[What this exercise asks]
• 1. In the passage on Form I-9 and remote work, how many business days do employers have to obtain, inspect and retain copies of the documents?
• 2. Summarize the passage on Form I-9 and remote work in two sentences.
• 3. Continue the passage on Form I-9 and remote work from its last sentence.

[Document section]
This flexibility allows employers whose workforce is working remotely to defer the physical presence requirements associated with the Employment Eligibility Verification (Form I-9) and section 274A of the Immigration and Nationality Act. The policy initially applied only to employers and workplaces that were working entirely remotely. However, the policy was expanded to cover all employers who hire employees on or after April 1, 2021 to exclusively work remotely due to the employer’s COVID-19 policy. In these cases, the in-person inspection requirement relating to Form I-9 identity and employment eligibility documentation applies only to employees who physically report to work at a company location on any “regular, consistent, or predictable basis.”
The temporary guidance continues to provide the following:
Employers that have gathering bans or restrictions due to COVID-19 are not required to perform an in-person review of the employee’s identity and employment authorization documents. Instead, employers may inspect the employee’s “Section 2” I-9 documents remotely, using “video link, fax or email, etc.” Employers must obtain, inspect and retain copies of the documents within 3 business days, and provide written documentation of their remote onboarding and remote work policy on the employee’s Form I-9. Once normal operations resume, employers must conduct an in-person verification of any documents presented by employees who were onboarded remotely, within 3 days of a return to the work location.
Although DHS has signaled a willingness to permanently adopt remote document examination for I-9 eligibility verification, to date, no permanent changes have been made. Accordingly, employers are encouraged to begin, at their discretion, the in-person verification of identity and employment eligibility documentation for employees who were hired on or after March 20, 2020, and who presented such documents for remote inspection in reliance on the flexibilities first announced in March 2020.
One of the biggest trends that arose from the pandemic has undoubtedly been the “work from anywhere” mindset. Once both employers and employees realized that work could be performed effectively without sitting in a traditional office, things started to change. Some employers chose to close their brick-and-mortar worksites for good, while some workers decided to relocate to be closer to family or to live in a region with a lower cost of living.
Employers often wonder whether there are legal implications for allowing employees to work temporarily or permanently from a state in which their organization has no business presence. It comes as a surprise to many that allowing an employee to work remotely from a new state is not as simple as they originally thought.
When employers allow an employee to work remotely from a different state, the employer must register to do business in that state and comply with its labor laws. This includes employer payroll and income tax withholding obligations, as well as wage and hour laws and statutory benefits, just to name a few.

[Information supplied]
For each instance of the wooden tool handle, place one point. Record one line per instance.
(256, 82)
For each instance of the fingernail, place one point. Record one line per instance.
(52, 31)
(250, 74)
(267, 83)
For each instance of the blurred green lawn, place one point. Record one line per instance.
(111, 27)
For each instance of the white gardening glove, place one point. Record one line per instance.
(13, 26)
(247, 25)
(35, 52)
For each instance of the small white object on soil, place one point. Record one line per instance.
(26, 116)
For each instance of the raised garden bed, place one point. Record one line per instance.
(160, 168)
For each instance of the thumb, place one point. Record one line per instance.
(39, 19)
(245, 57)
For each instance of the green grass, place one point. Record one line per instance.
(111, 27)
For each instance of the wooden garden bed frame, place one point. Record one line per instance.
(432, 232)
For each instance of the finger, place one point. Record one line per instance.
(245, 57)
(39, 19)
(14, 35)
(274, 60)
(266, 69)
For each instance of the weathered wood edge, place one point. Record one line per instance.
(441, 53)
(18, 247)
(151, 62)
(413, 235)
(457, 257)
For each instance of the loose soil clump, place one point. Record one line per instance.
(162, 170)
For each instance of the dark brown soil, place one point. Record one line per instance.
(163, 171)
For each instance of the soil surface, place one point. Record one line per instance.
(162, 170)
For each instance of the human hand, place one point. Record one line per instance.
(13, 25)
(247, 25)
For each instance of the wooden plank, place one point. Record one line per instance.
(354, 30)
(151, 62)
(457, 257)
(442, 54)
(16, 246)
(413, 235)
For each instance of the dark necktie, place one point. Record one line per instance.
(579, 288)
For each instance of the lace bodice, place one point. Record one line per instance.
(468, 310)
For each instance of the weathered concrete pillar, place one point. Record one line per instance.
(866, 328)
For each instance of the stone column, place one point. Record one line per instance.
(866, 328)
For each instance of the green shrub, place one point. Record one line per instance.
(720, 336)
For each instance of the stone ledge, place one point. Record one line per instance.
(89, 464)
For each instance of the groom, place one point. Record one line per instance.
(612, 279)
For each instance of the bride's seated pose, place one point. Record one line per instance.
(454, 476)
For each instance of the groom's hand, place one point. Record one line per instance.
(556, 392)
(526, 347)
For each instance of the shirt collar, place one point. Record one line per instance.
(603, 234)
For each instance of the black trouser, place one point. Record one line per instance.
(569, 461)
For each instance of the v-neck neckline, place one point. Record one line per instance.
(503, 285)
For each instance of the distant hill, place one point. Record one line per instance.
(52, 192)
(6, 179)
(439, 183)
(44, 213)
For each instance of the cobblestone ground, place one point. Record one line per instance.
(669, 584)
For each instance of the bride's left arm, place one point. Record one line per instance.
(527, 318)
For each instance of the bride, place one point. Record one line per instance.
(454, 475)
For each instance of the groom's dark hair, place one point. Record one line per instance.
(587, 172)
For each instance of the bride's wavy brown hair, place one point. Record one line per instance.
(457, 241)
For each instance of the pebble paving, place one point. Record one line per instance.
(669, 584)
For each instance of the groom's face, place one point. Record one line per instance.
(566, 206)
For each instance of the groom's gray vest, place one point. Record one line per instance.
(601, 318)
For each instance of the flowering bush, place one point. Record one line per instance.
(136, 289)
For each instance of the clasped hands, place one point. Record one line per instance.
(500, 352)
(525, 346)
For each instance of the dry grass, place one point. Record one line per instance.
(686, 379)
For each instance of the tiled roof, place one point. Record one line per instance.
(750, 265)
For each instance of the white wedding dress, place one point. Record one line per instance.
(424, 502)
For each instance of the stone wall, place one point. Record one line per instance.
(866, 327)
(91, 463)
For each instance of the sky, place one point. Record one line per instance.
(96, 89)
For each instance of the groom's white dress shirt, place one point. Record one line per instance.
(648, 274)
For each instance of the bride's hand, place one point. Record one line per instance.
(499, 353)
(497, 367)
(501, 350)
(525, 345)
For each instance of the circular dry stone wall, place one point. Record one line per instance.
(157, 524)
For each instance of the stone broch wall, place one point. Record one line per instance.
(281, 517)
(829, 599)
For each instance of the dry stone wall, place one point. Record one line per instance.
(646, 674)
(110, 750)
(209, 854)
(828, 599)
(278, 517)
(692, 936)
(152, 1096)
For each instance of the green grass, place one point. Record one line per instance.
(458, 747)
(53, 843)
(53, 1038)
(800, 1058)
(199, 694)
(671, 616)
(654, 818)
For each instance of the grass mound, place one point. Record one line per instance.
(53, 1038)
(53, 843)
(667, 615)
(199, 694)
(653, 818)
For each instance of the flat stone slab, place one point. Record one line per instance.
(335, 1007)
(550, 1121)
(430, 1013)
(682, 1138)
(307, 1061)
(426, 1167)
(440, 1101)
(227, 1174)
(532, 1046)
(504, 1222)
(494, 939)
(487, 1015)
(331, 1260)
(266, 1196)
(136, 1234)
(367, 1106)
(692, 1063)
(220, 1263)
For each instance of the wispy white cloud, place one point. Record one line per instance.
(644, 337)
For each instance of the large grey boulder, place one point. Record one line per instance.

[Outputs by task]
• 1. 3 business days.

• 2. Temporary COVID-19 guidance lets employers with remote workforces or gathering restrictions defer in-person I-9 document inspection and review documents remotely, though in-person verification is required once normal operations resume, and no permanent change has yet been made. The pandemic's "work from anywhere" trend also means that an employer allowing an employee to work from another state must register to do business there and comply with that state's labor laws.

• 3.
Tax Implications
Because income tax requirements are based on where income is sourced, rather than where an employer is headquartered, employers must determine their tax obligations based on the state in which their remote employee is performing work. This generally includes registering with the state as a new employer, withholding employee state income tax, and remitting employer state payroll and unemployment taxes.
Wage and Hour Laws
The Fair Labor Standards Act (FLSA) governs wage and hour requirements at the federal level. However, many states have enacted their own laws that are more generous to workers than the FLSA, and employers must comply with these policies, as well. For instance, some states require that meal and rest breaks be provided, where federal law does not. Minimum wage rates and overtime pay laws differ by state, as do final pay requirements. A handful of states also have minimum salary thresholds for exemption that exceed the federal requirements.
Paid Leave Laws
While not required at the federal level, many states and localities have passed laws mandating paid sick leave for employees. The laws vary by jurisdiction with respect to employer size and the amount of leave required, and they often include notice requirements.
Similarly, numerous states have laws regulating vacation leave when voluntarily offered by employers. These laws might require employers to pay out accrued vacation leave upon separation, prohibit use-it-or-lose-it provisions or impose other limitations on employer leave policies.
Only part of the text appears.